■ **INSTRUCTION**: Count the lines in the records that contain the word "small" and give only that number.

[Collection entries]
|---|

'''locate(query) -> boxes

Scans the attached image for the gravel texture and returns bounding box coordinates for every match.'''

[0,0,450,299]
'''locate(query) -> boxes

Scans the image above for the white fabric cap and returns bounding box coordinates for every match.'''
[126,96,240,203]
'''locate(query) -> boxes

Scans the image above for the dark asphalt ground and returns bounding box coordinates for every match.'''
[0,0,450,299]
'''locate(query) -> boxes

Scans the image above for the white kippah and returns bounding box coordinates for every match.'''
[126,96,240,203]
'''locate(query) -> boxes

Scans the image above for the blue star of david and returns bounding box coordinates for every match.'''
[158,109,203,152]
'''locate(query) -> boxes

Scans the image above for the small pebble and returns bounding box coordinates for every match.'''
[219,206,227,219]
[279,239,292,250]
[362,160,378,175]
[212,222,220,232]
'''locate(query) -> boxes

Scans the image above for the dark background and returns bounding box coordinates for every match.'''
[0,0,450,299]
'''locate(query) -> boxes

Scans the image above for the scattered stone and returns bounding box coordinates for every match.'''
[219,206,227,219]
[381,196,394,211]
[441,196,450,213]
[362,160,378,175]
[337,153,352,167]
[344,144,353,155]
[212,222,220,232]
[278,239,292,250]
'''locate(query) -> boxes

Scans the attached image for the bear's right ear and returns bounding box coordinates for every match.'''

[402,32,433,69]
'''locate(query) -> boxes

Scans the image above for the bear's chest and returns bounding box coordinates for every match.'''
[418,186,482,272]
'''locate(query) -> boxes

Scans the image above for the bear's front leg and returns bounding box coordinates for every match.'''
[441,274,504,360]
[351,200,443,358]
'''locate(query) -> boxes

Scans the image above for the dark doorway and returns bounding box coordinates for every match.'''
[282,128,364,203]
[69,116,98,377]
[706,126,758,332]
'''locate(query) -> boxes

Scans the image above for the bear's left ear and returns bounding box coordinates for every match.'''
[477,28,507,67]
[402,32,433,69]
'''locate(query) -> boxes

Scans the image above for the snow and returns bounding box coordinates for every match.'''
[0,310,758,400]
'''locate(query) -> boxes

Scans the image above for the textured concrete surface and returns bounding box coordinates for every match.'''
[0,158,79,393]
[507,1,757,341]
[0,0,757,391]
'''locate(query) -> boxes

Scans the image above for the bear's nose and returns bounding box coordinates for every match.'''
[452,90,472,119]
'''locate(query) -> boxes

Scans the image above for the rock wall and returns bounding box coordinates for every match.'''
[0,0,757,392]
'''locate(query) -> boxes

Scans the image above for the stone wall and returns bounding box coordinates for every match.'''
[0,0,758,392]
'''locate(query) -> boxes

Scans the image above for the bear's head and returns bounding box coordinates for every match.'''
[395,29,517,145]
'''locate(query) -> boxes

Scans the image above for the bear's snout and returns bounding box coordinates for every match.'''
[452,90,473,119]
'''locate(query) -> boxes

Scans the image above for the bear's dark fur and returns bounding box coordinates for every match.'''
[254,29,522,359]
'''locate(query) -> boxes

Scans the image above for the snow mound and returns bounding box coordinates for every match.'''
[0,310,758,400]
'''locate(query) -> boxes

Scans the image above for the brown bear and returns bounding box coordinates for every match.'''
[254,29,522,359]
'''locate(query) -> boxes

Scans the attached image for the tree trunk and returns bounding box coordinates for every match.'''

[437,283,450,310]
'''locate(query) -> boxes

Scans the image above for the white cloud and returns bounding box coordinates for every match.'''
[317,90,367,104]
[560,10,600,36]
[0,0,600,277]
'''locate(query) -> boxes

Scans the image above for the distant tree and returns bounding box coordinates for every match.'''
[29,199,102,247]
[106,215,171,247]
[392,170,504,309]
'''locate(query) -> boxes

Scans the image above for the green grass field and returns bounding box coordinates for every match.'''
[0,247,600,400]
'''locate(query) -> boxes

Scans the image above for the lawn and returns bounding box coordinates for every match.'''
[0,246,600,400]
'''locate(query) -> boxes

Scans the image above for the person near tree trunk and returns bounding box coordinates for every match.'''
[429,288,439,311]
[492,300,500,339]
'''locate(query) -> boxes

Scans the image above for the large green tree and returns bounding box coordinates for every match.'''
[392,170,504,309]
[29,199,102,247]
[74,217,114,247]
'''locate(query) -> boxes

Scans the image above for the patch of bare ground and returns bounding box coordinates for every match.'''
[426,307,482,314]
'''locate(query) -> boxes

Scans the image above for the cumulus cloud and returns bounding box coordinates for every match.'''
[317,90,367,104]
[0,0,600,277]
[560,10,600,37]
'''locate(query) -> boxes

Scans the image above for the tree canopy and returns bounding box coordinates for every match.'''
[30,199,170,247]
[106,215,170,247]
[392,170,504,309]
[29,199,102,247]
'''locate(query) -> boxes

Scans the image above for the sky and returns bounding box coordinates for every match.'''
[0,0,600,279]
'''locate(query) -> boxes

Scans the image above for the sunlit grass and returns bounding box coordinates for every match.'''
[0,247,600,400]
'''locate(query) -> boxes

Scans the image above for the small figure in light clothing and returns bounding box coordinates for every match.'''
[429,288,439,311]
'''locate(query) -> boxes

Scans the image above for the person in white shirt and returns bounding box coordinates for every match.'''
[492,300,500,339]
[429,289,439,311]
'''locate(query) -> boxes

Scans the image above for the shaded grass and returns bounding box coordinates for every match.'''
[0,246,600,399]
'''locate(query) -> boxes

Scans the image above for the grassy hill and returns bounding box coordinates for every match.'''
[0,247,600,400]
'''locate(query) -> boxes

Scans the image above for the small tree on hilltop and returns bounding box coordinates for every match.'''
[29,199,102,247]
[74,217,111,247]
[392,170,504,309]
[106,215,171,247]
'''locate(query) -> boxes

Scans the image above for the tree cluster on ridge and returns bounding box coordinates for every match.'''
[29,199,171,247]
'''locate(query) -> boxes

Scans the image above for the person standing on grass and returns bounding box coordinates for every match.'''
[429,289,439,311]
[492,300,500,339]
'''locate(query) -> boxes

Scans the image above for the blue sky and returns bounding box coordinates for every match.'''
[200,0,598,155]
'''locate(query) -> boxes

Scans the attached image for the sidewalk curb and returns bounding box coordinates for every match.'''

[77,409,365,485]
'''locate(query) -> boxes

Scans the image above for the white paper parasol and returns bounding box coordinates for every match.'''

|---|

■ **ANSWER TO THE TASK**: 3